▶ **EXERCISE REQUIREMENTS**
Copy every line of the listing below word for word, changing nothing.

▶ **DATA PROVIDED**
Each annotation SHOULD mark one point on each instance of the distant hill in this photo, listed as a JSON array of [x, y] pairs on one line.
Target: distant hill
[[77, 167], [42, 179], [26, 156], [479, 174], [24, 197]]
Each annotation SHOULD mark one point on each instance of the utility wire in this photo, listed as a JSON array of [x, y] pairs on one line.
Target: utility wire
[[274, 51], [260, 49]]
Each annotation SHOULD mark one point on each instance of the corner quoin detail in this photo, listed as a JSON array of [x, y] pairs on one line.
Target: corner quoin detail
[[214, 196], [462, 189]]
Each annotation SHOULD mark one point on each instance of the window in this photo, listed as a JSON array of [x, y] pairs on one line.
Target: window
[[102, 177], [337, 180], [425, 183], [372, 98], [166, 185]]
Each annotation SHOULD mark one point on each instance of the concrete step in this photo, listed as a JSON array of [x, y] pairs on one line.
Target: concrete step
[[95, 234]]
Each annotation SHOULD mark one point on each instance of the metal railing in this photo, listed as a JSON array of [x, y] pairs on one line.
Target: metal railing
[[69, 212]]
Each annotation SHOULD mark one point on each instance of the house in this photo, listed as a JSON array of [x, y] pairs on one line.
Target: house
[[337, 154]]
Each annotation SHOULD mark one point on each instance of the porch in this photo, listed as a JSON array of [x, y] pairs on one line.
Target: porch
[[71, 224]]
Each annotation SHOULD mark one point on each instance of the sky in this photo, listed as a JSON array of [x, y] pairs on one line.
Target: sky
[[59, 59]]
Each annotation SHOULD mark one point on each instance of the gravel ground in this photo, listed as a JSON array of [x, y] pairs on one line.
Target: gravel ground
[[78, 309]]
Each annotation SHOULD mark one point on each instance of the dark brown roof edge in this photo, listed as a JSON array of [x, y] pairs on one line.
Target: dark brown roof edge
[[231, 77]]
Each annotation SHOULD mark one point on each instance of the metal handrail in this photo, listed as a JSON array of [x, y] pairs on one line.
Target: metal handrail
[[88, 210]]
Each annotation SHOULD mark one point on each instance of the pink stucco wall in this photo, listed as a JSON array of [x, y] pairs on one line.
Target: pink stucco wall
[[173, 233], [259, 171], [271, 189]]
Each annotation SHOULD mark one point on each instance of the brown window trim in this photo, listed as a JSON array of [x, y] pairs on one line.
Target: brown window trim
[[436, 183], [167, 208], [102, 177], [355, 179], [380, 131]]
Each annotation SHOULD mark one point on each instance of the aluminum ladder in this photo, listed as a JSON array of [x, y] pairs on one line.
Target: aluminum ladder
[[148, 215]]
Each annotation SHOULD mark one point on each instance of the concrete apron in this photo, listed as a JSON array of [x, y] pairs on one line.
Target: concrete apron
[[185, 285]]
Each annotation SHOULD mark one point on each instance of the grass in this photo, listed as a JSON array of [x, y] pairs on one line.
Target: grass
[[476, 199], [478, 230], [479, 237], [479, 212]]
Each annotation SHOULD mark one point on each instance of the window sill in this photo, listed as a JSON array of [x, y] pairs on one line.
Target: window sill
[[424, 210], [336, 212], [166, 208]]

▶ **ANSWER TO THIS PROBLEM**
Each annotation SHOULD mark one point on each instance of the distant hill in this photo, listed as a JSON array of [x, y] pairs on one line.
Target: distant hill
[[77, 167], [42, 179], [26, 156], [479, 174], [24, 197]]
Each annotation SHOULD mark one point on each instance of the utility wire in this photo, listed as a JSON array of [x, y] pairs on one line.
Target: utility wire
[[274, 51], [260, 49]]
Each annotation SHOULD mark one point on each instance of the corner quoin detail in this photo, listed as a JSON array of [x, y] pairs on one line.
Target: corner quoin detail
[[214, 196], [462, 189]]
Each annotation SHOULD mark one point on each instance of the window in this photo, listed as a JSON array of [x, y] pairs on one line.
Target: window
[[102, 177], [337, 180], [425, 183], [372, 98], [166, 185]]
Each annotation SHOULD mark one point on each instance of the concrete step in this photo, listed as a JSON array of [x, y] pairs on one line.
Target: concrete step
[[95, 234]]
Each annotation SHOULD mark one point on each instance of the metal railing in this photo, listed as a JSON array of [x, y] pairs on one line.
Target: metal railing
[[69, 212]]
Each annotation SHOULD mark one point on each instance of the house in this photo, listed as a JSON array of [x, y] pairs on one line.
Target: house
[[337, 154]]
Each annotation SHOULD mark one point on each instance of the porch in this photo, listed as a JSON array of [x, y] pairs on one line.
Target: porch
[[71, 224]]
Each annotation SHOULD mark one point on each instance of the sky in this photo, listed as a JSON array of [x, y] pairs on one line.
Target: sky
[[59, 59]]
Each annotation SHOULD mark one point on each instance of the gravel ground in this photo, listed as a JSON array of [x, y] pairs on one line.
Target: gravel ground
[[78, 309]]
Each annotation SHOULD mark one point on each instance of the dark brown roof edge in this photo, listed as a JSON array of [x, y] pairs on one line.
Target: dark brown roof edge
[[231, 77]]
Each annotation SHOULD mark one point on each instance of the metal handrail in this photo, listed as a JSON array of [x, y] pairs on one line.
Target: metal handrail
[[88, 210]]
Each annotation SHOULD mark one point on each instance of the pink stucco wall in this photo, listed as a JSON array of [x, y] pairs on one line.
Target: pink stucco wall
[[173, 233], [259, 171], [271, 189]]
Each annotation SHOULD mark one point on each instance of the brown window trim in this photo, listed as a JSON array of [x, y] pairs on one line.
Target: brown window trim
[[436, 183], [167, 208], [102, 177], [355, 179], [380, 131]]
Each annotation SHOULD mark one point on each instance of the aluminum ladder in this photo, listed as a JSON array of [x, y] pairs on one line.
Target: aluminum ladder
[[148, 215]]
Each annotation SHOULD mark one point on each instance of the concrete apron in this photo, listed as a JSON array of [x, y] pairs on one line.
Target: concrete apron
[[185, 285]]
Each annotation SHOULD mark one point on each instance of the grass in this photo, listed as a JSON array of [x, y] pairs on one line.
Target: grass
[[476, 199], [478, 230], [479, 237], [479, 212]]
Each annotation SHOULD mark one point on each instance of the window sill in this photo, listed as a JSON array of [x, y] pairs on one line.
Target: window sill
[[424, 210], [336, 212], [166, 208]]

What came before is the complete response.